Guess Who This Made Mad

High School Student Mocks Ivy League Liberal Elitists


Posted by Gateway Guest Blogger on Saturday, April 6, 2013, 6:00 AM

Guest Post by Mike LaRoche

weiss

The Daily Mail reports:

A high school senior who wrote an open letter to the Ivy League universities that rejected her has sparked a firestorm of anger, with readers accusing her of being ‘entitled’, ‘whiny’ and even racist.
But others have praised Suzy Lee Weiss, from Pittsburgh, Pennsylvania, for the honesty and ‘accuracy’ of her article, which appeared in the Wall Street Journal on Friday.
She said she wrote the piece after she was rejected from a string of schools in one day.
Despite the teenager’s 4.5 GPA, an SAT score of 2120 and work experience as a U.S. Senate page, she was shunned by Princeton, Yale, Vanderbilt and the University of Pennsylvania.

In the Wall Street Journal article, titled “To (All) the Colleges That Rejected Me,” Weiss writes of her biggest obstacle during the application process, one which consistently overshadowed her impressive academic record:

http://www.thegatewaypundit.com/
Like me, millions of high-school seniors with sour grapes are asking themselves this week how they failed to get into the colleges of their dreams. It's simple: For years, they—we—were lied to.

Colleges tell you, "Just be yourself." That is great advice, as long as yourself has nine extracurriculars, six leadership positions, three varsity sports, killer SAT scores and two moms. Then by all means, be yourself! If you work at a local pizza shop and are the slowest person on the cross-country team, consider taking your business elsewhere.

◇ ◇ ◇ ◇ ◇

# PROBLEMS TO WORK ON:
(1) In the article on the rejected high school senior, which universities turned her down?
(2) Go on with the post about the rejected high school senior, picking up after its final sentence.

# EXTRACTED INFORMATION:
◇ ◇ ◇ ◇ ◇

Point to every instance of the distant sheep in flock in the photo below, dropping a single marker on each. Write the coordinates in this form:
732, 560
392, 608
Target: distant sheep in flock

◇ ◇ ◇ ◇ ◇

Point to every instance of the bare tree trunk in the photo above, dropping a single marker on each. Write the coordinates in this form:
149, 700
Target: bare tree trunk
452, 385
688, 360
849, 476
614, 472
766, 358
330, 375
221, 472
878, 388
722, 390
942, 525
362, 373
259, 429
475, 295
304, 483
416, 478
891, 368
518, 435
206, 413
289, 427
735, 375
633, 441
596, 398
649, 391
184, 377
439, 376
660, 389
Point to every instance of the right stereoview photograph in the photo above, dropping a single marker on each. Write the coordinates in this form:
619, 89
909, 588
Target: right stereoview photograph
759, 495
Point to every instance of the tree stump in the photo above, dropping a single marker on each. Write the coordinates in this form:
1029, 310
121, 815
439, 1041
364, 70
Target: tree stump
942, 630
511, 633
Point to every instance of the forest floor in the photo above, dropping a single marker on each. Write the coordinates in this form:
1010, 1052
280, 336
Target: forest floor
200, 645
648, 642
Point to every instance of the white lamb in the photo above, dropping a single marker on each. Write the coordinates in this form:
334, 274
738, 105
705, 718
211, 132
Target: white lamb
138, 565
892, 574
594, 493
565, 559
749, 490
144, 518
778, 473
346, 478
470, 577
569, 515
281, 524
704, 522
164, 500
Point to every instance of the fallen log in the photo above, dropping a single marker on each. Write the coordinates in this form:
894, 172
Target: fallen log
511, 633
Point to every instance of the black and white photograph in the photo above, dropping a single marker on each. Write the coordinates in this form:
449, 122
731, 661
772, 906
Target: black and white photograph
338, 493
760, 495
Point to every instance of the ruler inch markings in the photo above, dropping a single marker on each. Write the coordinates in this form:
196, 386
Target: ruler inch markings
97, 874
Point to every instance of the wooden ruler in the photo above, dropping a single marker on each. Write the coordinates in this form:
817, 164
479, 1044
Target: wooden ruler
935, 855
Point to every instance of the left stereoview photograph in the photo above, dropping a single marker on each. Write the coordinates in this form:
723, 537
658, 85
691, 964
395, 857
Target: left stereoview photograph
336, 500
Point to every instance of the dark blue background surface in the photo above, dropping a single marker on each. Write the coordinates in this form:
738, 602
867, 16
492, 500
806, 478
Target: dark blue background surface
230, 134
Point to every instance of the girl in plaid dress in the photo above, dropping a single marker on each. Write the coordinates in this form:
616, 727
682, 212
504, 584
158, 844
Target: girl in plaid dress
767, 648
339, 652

◇ ◇ ◇ ◇ ◇

# ANSWERS IN ORDER:
(1) Princeton, Yale, Vanderbilt and the University of Pennsylvania.

(2)
What could I have done differently over the past years?

For starters, had I known two years ago what I know now, I would have gladly worn a headdress to school. Show me to any closet, and I would've happily come out of it. "Diversity!" I offer about as much diversity as a saltine cracker. If it were up to me, I would've been any of the diversities: Navajo, Pacific Islander, anything. Sen. Elizabeth Warren, I salute you and your 1/32 Cherokee heritage.

I also probably should have started a fake charity. Providing veterinary services for homeless people's pets. Collecting donations for the underprivileged chimpanzees of the Congo. Raising awareness for Chapped-Lips-in-the-Winter Syndrome. Fun-runs, dance-a-thons, bake sales—as long as you're using someone else's misfortunes to try to propel yourself into the Ivy League, you're golden.

Having a tiger mom helps, too. As the youngest of four daughters, I noticed long ago that my parents gave up on parenting me. It has been great in certain ways: Instead of "Be home by 11," it's "Don't wake us up when you come through the door, we're trying to sleep." But my parents also left me with a dearth of hobbies that make admissions committees salivate. I've never sat down at a piano, never plucked a violin. Karate lasted about a week and the swim team didn't last past the first lap. Why couldn't Amy Chua have adopted me as one of her cubs?

Then there was summer camp. I should've done what I knew was best—go to Africa, scoop up some suffering child, take a few pictures, and write my essays about how spending that afternoon with Kinto changed my life. Because everyone knows that if you don't have anything difficult going on in your own life, you should just hop on a plane so you're able to talk about what other people have to deal with.

Or at least hop to an internship. Get a precocious-sounding title to put on your resume. "Assistant Director of Mail Services." "Chairwoman of Coffee Logistics." I could have been a gopher in the office of someone I was related to. Work experience!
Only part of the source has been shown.